Cette circulaire a été complétée par un décret du 24 juin 2016 relatif à l’accueil et aux conditions d’évaluation de la situation des mineurs privés temporairement ou définitivement de la protection de leur famille (6) qui précise à la fois les modalités de calcul de la clé de répartition des mineurs isolés étrangers sur l’ensemble du territoire, mais aussi les conditions d’évaluation de la minorité et de l’isolement (CASF, art. R. 221-11 à R. 221-15). Le texte rappelle, enfin, l’obligation pour le président du conseil départemental de notifier aux intéressés les décisions de refus de prise en charge au titre de l’aide sociale à l’enfance (CASF, art. R. 221-11, IV).
Enfin, l’arrêté du 17 novembre 2016 (7) définit de manière très précise la manière dont les départements doivent assurer leur mission d’évaluation de la minorité et de l’isolement. Il traduit bien la volonté d’harmoniser les pratiques dans ce domaine et d’assurer un standard minimum de prise en charge avec une évaluation globale de la situation du jeune et une mise à l’abri le temps de l’évaluation.

### [Lignes de données]

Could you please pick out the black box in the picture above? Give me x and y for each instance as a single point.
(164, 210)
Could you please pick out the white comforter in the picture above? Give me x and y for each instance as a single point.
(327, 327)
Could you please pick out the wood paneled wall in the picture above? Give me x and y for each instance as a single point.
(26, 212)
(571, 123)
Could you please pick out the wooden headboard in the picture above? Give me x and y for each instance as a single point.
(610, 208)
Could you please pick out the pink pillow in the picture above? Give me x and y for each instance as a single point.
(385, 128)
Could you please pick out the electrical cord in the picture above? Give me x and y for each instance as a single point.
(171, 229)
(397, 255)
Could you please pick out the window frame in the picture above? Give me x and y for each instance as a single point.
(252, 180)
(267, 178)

### [Liste des tâches]
A: Énumérez tous les textes juridiques (circulaire, décret, arrêté) mentionnés dans l'extrait.
B: Recopiez le passage de l'extrait qui commence aux mots « Enfin, l’arrêté du » et s'arrête après les mots « temps de l’évaluation. ».

### [Réponses par tâche]
A:
- la circulaire
- le décret du 24 juin 2016 relatif à l'accueil et aux conditions d'évaluation de la situation des mineurs privés temporairement ou définitivement de la protection de leur famille
- l'arrêté du 17 novembre 2016

B:
Enfin, l’arrêté du 17 novembre 2016 (7) définit de manière très précise la manière dont les départements doivent assurer leur mission d’évaluation de la minorité et de l’isolement. Il traduit bien la volonté d’harmoniser les pratiques dans ce domaine et d’assurer un standard minimum de prise en charge avec une évaluation globale de la situation du jeune et une mise à l’abri le temps de l’évaluation.